## Document section:
☆ ☆ ☆ ☆

The Gardens That Have Survived For Centuries
In the middle of the Iraqi desert, just north of the city of Mosul, is a pile of limestone blocks. Even at first glance, they’re unusual – each half a metre (1.6 feet) across, with a square shape and one side decorated with enigmatic symbols. Collectively they look like the remains of a giant pyramid.
But this was not their purpose.
An inscription, meticulously engraved into one side, explains. It’s a message from a man called Sennacherib, an ancient Assyrian ruler who lived more than 2,700 years ago.
“[I am] Sennacherib, king of the world, king of Assyria. For a long distance from the river Hazur to the meadows of Nineveh I caused a canal to be dug. Over deep-cut ravines I constructed an aqueduct of white limestone. These waters I caused to flow over it.”
The ruins at Jerwan are among the only physical remains of this immense project. The artificial channel was hand-carved into the desert landscape with iron pickaxes – and sent water burbling 150km (93 miles) across its parched surface, diverting it from the mountains to the ancient city of Nineveh. Sennacherib had redirected the course of an entire river towards the kingdom’s capital city and his home.

☆ ☆ ☆ ☆

## Extracted records:
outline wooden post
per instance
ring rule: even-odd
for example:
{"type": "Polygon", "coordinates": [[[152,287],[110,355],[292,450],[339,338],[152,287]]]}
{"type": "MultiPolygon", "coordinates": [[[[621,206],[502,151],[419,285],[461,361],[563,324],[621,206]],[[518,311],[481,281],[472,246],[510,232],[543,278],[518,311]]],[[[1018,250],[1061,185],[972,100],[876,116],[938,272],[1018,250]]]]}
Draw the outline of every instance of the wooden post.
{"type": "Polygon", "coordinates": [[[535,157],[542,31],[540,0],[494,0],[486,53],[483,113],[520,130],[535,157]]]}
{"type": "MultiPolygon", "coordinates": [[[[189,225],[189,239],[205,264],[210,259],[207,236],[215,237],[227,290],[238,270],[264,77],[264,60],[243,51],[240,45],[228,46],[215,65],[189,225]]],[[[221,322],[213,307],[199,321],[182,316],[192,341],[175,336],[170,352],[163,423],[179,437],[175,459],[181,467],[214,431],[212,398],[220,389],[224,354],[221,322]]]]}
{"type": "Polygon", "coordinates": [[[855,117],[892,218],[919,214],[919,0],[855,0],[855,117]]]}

☆ ☆ ☆ ☆

## Exercise task:
Reproduce the passage of the article on Sennacherib's canal above between "The Gardens That" and "not their purpose.", inclusive.

## Result of the exercise:
The Gardens That Have Survived For Centuries
In the middle of the Iraqi desert, just north of the city of Mosul, is a pile of limestone blocks. Even at first glance, they’re unusual – each half a metre (1.6 feet) across, with a square shape and one side decorated with enigmatic symbols. Collectively they look like the remains of a giant pyramid.
But this was not their purpose.